What lines of the data below hold "blue"? Show them.

BEGIN Exercise data

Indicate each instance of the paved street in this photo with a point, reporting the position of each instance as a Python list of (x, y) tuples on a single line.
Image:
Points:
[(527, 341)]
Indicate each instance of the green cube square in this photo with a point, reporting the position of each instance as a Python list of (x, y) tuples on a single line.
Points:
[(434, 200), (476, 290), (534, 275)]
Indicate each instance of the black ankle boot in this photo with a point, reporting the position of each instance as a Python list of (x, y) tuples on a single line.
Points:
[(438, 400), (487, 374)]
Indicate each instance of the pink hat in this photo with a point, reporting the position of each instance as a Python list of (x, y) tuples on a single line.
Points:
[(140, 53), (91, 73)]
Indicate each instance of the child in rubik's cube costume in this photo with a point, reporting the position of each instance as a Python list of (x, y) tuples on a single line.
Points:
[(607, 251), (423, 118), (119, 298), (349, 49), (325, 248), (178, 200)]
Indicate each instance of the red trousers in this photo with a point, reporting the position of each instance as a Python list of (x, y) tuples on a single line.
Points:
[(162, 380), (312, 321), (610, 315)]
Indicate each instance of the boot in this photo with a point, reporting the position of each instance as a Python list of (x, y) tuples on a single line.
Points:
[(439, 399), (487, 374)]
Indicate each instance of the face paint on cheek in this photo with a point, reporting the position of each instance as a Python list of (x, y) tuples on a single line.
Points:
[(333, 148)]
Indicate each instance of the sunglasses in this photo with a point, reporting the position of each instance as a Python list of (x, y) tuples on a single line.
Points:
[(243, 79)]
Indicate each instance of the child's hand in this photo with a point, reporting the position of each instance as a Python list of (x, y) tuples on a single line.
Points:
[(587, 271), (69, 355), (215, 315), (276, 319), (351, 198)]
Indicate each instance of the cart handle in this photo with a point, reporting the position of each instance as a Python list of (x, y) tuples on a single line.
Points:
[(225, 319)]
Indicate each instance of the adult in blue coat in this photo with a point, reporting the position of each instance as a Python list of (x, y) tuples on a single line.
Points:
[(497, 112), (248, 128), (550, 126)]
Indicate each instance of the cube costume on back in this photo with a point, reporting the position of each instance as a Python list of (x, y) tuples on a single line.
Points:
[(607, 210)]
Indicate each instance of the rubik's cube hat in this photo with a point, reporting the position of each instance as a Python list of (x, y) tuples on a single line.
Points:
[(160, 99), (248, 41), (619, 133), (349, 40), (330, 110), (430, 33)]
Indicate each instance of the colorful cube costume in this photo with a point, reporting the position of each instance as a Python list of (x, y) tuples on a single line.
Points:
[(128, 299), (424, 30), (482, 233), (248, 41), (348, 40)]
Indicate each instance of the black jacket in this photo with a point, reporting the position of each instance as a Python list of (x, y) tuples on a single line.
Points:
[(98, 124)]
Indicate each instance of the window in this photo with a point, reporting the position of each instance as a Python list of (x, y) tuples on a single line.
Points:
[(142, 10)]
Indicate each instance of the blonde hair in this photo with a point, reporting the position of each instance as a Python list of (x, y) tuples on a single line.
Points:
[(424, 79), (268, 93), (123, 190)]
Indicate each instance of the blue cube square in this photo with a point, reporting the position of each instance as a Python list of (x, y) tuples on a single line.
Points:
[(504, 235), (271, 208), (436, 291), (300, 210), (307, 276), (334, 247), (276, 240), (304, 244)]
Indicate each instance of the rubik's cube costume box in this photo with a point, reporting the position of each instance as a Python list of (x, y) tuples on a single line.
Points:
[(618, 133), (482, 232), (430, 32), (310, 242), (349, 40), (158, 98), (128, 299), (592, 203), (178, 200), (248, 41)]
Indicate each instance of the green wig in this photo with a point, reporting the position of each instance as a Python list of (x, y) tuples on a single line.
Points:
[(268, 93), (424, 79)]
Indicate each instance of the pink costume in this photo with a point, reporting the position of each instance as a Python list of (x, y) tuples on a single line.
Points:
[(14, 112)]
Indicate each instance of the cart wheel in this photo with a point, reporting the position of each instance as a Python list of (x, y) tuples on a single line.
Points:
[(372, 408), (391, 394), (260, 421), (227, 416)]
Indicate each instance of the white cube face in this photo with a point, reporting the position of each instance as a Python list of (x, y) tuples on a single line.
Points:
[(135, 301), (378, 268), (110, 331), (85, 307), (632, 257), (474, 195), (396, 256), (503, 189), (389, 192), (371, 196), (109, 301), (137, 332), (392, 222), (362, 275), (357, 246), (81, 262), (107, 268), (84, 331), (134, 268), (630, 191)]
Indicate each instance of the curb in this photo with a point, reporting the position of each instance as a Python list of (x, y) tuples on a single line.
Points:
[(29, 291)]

END Exercise data

| Written solution |
Indicate each instance of the adult in blue coat in this photo with a point, reporting the position of each instance as a Python list of (x, y) tuples on a single line.
Indicate each instance of the blue cube square in this photo with a point, reporting the position of each instance as a Python list of (x, y) tuples on a single line.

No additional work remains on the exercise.